**EXERCISE PROMPT:** Exactly retype the lines of the material from its first line to the line with "Q. Point to the brass", including both.

**INFORMATION PROVIDED:**
━━━━━━━━━━

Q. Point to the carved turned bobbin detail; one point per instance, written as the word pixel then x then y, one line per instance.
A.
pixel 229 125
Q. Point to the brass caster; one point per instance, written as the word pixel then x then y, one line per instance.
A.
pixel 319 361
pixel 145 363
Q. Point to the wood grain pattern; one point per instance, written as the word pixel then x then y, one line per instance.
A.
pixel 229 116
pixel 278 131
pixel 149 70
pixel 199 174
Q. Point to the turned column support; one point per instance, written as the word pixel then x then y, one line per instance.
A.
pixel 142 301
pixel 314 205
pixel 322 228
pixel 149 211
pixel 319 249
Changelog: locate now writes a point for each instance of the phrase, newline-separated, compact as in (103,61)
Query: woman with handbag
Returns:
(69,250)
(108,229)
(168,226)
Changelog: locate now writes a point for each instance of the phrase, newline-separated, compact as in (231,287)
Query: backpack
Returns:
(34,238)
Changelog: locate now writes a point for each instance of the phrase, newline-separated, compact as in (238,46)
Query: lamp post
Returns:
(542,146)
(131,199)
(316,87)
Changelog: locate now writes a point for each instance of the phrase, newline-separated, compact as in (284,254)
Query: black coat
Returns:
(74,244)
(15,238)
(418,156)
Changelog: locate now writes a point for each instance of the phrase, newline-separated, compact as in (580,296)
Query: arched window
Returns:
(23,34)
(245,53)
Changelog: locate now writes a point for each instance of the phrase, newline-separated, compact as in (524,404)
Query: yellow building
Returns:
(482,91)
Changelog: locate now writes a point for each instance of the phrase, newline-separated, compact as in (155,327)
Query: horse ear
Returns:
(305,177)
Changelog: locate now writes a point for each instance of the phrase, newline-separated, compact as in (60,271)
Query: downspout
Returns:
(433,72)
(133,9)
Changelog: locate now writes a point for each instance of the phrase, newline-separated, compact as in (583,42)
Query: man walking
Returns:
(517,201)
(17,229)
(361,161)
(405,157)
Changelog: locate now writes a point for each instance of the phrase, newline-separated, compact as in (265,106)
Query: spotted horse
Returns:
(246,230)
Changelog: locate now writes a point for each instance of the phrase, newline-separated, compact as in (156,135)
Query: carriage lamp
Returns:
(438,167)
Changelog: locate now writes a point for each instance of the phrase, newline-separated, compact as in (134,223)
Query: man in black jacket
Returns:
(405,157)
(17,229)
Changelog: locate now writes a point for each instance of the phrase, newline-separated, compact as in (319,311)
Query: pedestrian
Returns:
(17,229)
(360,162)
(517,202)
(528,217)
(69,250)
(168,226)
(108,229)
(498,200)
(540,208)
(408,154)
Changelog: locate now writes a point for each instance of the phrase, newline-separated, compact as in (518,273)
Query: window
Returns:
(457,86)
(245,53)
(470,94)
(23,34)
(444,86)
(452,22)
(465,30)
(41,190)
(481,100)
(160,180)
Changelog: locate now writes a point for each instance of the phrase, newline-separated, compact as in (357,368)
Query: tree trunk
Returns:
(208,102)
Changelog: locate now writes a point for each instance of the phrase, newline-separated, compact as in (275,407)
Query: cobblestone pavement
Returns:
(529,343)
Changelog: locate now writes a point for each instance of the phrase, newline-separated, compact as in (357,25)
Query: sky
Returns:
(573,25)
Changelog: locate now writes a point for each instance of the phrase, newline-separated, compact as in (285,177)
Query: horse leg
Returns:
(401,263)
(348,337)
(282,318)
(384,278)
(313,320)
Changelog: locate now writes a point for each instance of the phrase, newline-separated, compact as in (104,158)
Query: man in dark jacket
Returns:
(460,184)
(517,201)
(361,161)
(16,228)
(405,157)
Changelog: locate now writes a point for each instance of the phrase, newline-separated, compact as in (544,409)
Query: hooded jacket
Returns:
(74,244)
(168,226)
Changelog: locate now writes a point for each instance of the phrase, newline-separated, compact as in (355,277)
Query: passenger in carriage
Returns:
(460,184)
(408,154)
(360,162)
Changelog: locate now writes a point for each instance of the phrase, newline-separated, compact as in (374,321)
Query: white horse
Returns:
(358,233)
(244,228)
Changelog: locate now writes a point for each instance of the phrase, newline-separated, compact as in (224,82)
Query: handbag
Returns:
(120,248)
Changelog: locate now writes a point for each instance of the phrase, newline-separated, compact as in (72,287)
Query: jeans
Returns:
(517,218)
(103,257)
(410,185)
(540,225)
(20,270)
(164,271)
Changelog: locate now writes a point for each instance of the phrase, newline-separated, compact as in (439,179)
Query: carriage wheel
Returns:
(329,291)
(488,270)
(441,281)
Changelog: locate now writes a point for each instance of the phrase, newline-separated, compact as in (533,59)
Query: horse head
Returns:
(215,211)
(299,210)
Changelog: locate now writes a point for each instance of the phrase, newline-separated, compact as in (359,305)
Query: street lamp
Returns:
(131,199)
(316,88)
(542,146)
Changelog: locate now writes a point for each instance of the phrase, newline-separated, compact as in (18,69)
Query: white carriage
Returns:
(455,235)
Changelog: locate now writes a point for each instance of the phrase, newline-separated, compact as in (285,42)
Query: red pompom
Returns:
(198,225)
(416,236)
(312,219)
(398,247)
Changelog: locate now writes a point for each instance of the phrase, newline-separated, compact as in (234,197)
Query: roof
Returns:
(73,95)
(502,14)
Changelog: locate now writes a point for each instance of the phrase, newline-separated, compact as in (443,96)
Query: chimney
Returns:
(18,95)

━━━━━━━━━━

**SOLUTION TO THE EXERCISE:**
Q. Point to the carved turned bobbin detail; one point per instance, written as the word pixel then x then y, one line per instance.
A.
pixel 229 125
Q. Point to the brass caster; one point per instance, written as the word pixel then x then y, one line per instance.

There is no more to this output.